_The records_:

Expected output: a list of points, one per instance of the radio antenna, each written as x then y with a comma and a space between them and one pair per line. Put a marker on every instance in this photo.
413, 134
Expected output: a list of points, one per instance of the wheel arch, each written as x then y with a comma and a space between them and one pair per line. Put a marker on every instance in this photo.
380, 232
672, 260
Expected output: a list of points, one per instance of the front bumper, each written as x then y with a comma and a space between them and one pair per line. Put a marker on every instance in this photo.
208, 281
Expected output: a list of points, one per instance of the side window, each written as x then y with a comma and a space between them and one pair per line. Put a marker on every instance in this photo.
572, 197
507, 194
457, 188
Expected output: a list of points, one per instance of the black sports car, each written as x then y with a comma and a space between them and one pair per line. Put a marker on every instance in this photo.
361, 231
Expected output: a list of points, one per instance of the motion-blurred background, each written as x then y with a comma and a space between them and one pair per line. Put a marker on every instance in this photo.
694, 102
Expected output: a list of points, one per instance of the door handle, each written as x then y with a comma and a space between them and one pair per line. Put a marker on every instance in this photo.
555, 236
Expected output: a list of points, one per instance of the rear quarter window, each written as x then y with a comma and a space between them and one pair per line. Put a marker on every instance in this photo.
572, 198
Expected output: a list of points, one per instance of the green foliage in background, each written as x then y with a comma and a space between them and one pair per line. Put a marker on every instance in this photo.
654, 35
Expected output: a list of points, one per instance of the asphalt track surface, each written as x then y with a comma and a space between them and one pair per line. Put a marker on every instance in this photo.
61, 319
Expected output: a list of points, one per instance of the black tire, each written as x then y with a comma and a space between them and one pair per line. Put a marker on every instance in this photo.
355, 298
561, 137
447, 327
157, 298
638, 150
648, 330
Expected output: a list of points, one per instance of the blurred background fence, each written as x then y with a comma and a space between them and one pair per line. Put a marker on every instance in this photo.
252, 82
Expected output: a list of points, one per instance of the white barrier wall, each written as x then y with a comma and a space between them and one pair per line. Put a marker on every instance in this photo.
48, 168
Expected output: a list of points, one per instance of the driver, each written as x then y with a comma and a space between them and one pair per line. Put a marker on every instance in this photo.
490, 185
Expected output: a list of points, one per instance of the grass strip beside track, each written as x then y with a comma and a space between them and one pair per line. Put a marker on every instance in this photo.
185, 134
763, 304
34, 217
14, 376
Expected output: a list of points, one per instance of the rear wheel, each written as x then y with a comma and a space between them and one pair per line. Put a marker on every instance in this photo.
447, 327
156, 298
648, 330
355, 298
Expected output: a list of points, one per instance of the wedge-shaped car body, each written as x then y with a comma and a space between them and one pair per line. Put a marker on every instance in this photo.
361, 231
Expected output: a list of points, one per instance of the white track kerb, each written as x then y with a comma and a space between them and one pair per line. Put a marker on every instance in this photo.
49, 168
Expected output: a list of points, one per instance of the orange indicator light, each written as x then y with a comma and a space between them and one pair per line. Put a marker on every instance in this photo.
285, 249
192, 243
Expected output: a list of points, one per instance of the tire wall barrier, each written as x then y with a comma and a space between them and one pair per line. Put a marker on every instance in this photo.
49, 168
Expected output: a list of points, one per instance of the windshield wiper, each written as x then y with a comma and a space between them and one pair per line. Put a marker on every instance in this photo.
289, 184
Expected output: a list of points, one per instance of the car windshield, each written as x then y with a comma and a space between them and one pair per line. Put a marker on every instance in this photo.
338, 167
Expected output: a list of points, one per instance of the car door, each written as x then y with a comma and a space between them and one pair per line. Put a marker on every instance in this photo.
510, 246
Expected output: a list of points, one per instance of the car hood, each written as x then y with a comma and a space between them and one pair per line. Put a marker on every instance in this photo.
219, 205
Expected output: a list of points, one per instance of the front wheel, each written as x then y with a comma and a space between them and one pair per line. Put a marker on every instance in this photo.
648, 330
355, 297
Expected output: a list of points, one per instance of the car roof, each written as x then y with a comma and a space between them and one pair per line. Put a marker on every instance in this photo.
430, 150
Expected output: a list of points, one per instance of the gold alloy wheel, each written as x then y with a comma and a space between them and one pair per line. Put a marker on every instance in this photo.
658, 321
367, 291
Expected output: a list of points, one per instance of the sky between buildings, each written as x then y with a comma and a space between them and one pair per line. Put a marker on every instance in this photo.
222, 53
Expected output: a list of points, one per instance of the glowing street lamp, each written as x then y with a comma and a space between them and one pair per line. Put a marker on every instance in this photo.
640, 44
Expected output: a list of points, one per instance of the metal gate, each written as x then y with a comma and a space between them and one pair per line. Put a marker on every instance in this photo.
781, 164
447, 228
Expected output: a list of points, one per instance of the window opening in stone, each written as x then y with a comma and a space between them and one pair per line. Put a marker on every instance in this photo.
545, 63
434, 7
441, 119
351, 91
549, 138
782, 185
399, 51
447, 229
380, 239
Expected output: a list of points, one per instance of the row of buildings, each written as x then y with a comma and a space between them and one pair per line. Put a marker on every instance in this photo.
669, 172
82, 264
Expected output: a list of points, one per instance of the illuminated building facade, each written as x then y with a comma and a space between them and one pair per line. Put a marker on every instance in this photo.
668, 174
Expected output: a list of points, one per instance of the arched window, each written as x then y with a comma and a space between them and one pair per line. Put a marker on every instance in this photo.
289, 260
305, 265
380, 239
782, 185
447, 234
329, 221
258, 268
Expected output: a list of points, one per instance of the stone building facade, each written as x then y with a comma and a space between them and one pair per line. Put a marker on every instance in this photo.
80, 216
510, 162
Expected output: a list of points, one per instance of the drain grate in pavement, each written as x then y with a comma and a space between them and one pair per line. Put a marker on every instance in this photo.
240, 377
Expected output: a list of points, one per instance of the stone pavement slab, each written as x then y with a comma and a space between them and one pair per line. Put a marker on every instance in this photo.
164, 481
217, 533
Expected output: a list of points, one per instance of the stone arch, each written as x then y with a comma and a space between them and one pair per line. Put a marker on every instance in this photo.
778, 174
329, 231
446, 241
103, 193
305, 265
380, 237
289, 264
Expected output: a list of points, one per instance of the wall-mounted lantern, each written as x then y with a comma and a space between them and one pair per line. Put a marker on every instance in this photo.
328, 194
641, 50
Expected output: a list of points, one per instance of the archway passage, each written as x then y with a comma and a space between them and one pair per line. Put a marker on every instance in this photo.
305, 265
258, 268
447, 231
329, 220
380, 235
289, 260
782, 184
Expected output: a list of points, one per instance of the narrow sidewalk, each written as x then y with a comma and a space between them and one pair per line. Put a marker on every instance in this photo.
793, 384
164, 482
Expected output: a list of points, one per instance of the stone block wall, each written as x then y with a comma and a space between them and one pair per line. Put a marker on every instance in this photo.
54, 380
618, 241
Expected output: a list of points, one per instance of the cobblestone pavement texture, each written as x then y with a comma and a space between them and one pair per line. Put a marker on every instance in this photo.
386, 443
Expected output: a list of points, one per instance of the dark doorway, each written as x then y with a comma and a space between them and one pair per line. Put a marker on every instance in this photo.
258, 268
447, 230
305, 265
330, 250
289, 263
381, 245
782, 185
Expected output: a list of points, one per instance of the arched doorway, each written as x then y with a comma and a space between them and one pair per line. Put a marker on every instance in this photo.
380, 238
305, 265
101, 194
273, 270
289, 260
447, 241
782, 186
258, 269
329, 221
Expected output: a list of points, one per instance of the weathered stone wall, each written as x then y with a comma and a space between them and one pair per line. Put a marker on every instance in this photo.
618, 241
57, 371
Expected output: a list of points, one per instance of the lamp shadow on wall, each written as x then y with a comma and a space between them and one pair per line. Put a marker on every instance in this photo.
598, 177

_Given exercise_: Go through the records above and retype each one exactly.

_Answer below_:
Expected output: a list of points, one per instance of the radio antenna, each written as x then y with a comma and a space between them and one pair per line. Put a marker on every instance in this photo.
413, 134
Expected output: a list of points, one per instance of the wheel arch, each written as x then y with a comma and a space between them and one pair per line. Put a marker on every instance in this photo.
380, 232
672, 260
Expected output: a list of points, one per instance of the front bumper, each written as x then y with a comma and a space between them and one pair per line. Put a marker on every instance in this photo.
208, 281
Expected output: a list of points, one per instance of the side window, each written as x then y with a comma and a space between them and one pair per line. Put a marker on every instance in this photo.
572, 197
507, 194
457, 188
Expected output: a list of points, one per instance of the black sports car, each written as x then y with a comma and a space between them and one pair per line. Put a marker on every instance in this photo.
361, 231
Expected output: a list of points, one per instance of the motion-blurred background, each written as x then y with a comma and a space between them and one pair per line. Put a marker on every instance in this photo.
694, 102
Expected output: a list of points, one per instance of the door handle, each written as x then y with a comma and a space between them and one pair per line. Put a marker on every instance in this photo.
555, 236
Expected output: a list of points, one per instance of the rear quarter window, each written as x then y with a comma and a space between them and one pair per line. Put a marker on every instance in this photo.
572, 198
Expected output: a list of points, one per instance of the green foliage in background, each written as x then y with a comma and a space between them and one pair per line. Put a marker on every instance in this photo.
654, 35
Expected output: a list of points, one per instance of the asphalt track surface, each written as x then y with a comma and a space between them and one pair per line. Put a marker on every instance in this photo.
61, 319
Expected output: a list of points, one per instance of the black tire, each written as x then y with a comma and a space between them and one pair per line. Put a marker on every instance in this photo.
355, 298
561, 137
447, 327
157, 298
638, 150
648, 330
Expected output: a list of points, one per instance of the blurred background fence, each written as x then y with a comma and a space between them and one pair per line. Put a marker on every instance in this photo.
252, 82
Expected output: a list of points, one per instance of the white barrier wall, each written as x then y with a comma and a space between them and one pair per line. Put a marker on every instance in this photo.
48, 168
Expected output: a list of points, one per instance of the driver, each written as x then y with a comma and a space between them and one pair per line. Put a marker on every instance in this photo.
490, 185
Expected output: a list of points, one per instance of the grass strip beside track, each written as x then y with a comma and a space between them and one pair per line. Put a marker on every instance in this photo.
185, 134
763, 304
34, 217
14, 376
Expected output: a list of points, one per instance of the rear wheel, each written as x then y with a comma and a space between them and one pair per line. Put a marker on every instance in this photo.
447, 327
156, 298
648, 330
355, 298
Expected output: a list of points, one per instance of the wedge-shaped car body, each written as x then y with a comma and a space between them and one pair per line. Put a marker on every instance in this photo.
361, 231
Expected output: a list of points, one per instance of the white track kerb, each written as x then y with a comma and a space between them and one pair per line. Put a marker on every instance in this photo.
49, 168
Expected output: a list of points, one per instance of the orange indicator light, each written as x then y with a comma and a space between them and one pair per line. Put a marker on every instance in this photo.
285, 249
192, 243
Expected output: a list of points, one per instance of the tire wall barrier, each written as x then y with a comma and a space between them and one pair per line. Put a marker on every instance in this photo.
49, 168
Expected output: a list of points, one per instance of the windshield wiper, each written as x then y with a comma and a space between them and one pair per line. Put a marker on every instance in this photo.
289, 184
Expected output: a list of points, one per instance of the car windshield, each written as x then y with a comma and a space between them and one pair per line. Put a marker on every instance in this photo.
338, 167
Expected output: a list of points, one per instance of the car door, each written as x then y with a comma and a space between them and one pair per line. Put a marker on every instance in this photo.
510, 246
Expected output: a list of points, one per instance of the car hood, each written as x then y with a comma and a space between them and one pair per line. Put a marker on every instance in this photo.
219, 205
Expected output: a list of points, one per instance of the front wheel, each written as x then y with a comma and a space between them and one pair per line. Put a marker on every instance in this photo.
648, 330
355, 297
Expected output: a list of points, one per instance of the car roof, each written as x then y with a comma and a space between them and one pair per line. Put a marker on every instance in this photo.
430, 150
Expected output: a list of points, one per instance of the gold alloy wheel, each written as x then y with a comma and a space between them and one pair per line. Put a marker on every instance in this photo.
658, 321
367, 291
Expected output: a list of points, one per instance of the sky between buildings, each written as x then y with a comma and a space between them and one pair per line. Put a marker on every instance in this photo.
222, 53
Expected output: a list of points, one per instance of the glowing street lamp, each written as x then y with a comma and a space between them and one pair per line. Put a marker on every instance in this photo.
640, 44
Expected output: a list of points, one per instance of the metal gate, each written as x then y with a comma and a space between them and one pair per line. Put a marker on every instance in this photo.
781, 164
447, 228
Expected output: a list of points, one per instance of the window opening in stone, each written as x then y with a comma and a space between them and one pair per line. Put a marker on every instance in this photo.
545, 63
434, 7
441, 119
351, 91
549, 138
782, 185
399, 51
447, 229
380, 239
Expected output: a list of points, one per instance of the row of buildings, each written as x then y with a comma and a space between them and one pair per line. Put a marker on every instance in this photo.
669, 172
82, 264
Expected output: a list of points, one per instance of the illuminated building facade, each written as x then y with a comma and a space between them and one pair per line. Put a marker on every instance in this photo.
668, 174
Expected output: a list of points, one per instance of the arched window, each written as x then y with a comma and a space between them and one pair per line. Put a marker on every instance in this photo.
289, 260
305, 265
380, 239
782, 185
447, 234
329, 221
258, 268
Expected output: a list of points, one per instance of the stone building facade, each written as x then y with a comma and a space between them and one pair per line. Put a marker on every instance in this photo.
80, 216
510, 162
Expected output: a list of points, one per instance of the drain grate in pavement, each written as x then y with a comma and a space between them and one pair per line. Put a marker on every instance in this photo.
240, 377
Expected output: a list of points, one per instance of the stone pavement slab, each written as x then y with a comma and a space between them and one pair per line. Put a marker on every instance in this photo.
164, 481
217, 533
Expected output: a list of points, one per instance of the stone arch, each written as x then y with a comma and a space between them and one pair per line. Put a marker on every instance in this photo.
778, 174
329, 231
446, 241
103, 193
305, 265
380, 237
289, 264
Expected output: a list of points, one per instance of the wall-mounted lantern, each written as x then y with a comma and a space between them and one pair per line. Put a marker on every instance in this photo.
328, 194
641, 50
Expected output: a list of points, one per instance of the archway passage, each written as x then y with a comma and a space between them and one pair per line. Put a marker on every instance in this photo.
305, 265
258, 268
447, 231
329, 220
380, 235
289, 260
782, 184
Expected output: a list of points, one per instance of the narrow sidewalk, each written as x then y with a comma and a space between them and one pair per line. Put a marker on every instance in this photo.
793, 384
164, 482
Expected output: a list of points, one per instance of the stone block wall, each written as x then y with a comma and a space between them and one pair per line. Put a marker on every instance in this photo.
54, 380
618, 241
Expected output: a list of points, one per instance of the cobblestone pavement texture, each written as x then y with a comma and a space between them and one pair per line. Put a marker on every instance in this photo.
386, 443
Expected output: a list of points, one per instance of the dark doorway, each written as x then y with a comma and a space between them and one pair per line. Put a marker on every instance in this photo.
258, 268
447, 230
305, 265
330, 250
289, 263
381, 245
782, 185
Expected output: a list of points, one per instance of the arched doorway, each written as x then y with a comma and a space between them and one pair per line. Put a marker on every instance in this photo.
380, 238
305, 265
101, 194
273, 270
289, 260
447, 241
782, 186
258, 269
329, 221
Expected output: a list of points, one per instance of the weathered stone wall, each written as x then y with a comma and a space between them and one pair per line. Put a marker on every instance in this photo.
618, 241
57, 371
Expected output: a list of points, one per instance of the lamp shadow on wall, each written as x then y with a comma and a space between them and one pair per line. Put a marker on every instance in this photo.
598, 177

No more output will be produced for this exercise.